→ Provided entries:
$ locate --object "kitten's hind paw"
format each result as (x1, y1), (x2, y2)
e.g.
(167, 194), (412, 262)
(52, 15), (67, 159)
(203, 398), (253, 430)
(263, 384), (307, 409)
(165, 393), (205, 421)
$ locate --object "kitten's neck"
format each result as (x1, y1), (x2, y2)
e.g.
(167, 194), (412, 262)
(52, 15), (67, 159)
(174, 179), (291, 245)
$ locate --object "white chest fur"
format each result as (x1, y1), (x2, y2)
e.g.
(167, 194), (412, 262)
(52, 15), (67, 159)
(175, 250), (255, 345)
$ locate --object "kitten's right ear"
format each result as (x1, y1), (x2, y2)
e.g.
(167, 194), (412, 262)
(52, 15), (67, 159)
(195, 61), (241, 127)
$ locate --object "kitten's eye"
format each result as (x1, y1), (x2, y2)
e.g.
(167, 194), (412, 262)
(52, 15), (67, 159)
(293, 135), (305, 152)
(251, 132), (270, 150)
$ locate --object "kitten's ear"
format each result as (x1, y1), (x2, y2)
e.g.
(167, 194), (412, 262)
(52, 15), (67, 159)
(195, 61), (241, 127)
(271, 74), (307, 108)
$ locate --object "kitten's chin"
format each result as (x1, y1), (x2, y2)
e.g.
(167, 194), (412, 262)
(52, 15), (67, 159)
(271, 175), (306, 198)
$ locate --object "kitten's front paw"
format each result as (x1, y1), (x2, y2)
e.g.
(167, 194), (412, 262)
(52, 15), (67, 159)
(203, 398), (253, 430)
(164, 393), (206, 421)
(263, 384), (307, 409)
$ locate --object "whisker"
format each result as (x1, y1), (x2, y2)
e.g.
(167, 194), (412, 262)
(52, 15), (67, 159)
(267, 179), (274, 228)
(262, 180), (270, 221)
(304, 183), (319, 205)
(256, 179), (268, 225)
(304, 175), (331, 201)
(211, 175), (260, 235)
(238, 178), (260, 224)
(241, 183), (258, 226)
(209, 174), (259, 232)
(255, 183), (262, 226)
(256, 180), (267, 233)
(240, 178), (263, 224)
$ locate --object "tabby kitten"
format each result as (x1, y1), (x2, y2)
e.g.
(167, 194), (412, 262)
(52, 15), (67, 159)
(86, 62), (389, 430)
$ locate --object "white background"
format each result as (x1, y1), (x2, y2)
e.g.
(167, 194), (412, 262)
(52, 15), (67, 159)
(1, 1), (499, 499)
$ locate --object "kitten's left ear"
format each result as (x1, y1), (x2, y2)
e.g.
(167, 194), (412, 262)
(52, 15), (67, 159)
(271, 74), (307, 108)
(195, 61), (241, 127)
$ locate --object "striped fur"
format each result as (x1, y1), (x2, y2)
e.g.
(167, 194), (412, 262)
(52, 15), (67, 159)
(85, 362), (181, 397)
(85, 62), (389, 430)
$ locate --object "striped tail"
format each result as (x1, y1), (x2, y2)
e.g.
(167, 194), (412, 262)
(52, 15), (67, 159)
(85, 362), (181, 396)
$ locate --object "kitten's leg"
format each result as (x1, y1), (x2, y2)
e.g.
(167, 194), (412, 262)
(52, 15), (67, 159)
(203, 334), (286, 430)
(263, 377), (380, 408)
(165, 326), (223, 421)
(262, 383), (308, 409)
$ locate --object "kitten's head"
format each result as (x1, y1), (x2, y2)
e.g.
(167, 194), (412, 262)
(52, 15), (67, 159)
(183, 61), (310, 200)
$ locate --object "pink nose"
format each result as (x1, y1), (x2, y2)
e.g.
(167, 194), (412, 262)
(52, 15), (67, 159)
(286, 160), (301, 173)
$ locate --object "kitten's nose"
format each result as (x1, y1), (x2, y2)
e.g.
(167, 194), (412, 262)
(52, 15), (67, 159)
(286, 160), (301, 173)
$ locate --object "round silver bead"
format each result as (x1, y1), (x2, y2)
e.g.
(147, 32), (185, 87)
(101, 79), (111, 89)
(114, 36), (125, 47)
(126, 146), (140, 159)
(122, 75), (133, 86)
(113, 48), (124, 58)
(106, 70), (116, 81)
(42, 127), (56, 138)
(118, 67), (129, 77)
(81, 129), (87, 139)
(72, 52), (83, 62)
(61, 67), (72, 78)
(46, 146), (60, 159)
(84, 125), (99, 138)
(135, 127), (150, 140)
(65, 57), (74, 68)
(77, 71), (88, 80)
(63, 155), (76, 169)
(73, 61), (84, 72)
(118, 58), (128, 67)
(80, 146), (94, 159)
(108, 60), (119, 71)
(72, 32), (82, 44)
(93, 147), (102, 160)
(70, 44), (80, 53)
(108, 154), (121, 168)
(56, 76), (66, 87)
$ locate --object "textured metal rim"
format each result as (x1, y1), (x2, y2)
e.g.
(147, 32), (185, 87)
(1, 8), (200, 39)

→ Task instructions: Return, from the material above, each line holding the string "white".

→ Exercise answer:
$ locate --object "white chest fur"
$ locate --object "white background"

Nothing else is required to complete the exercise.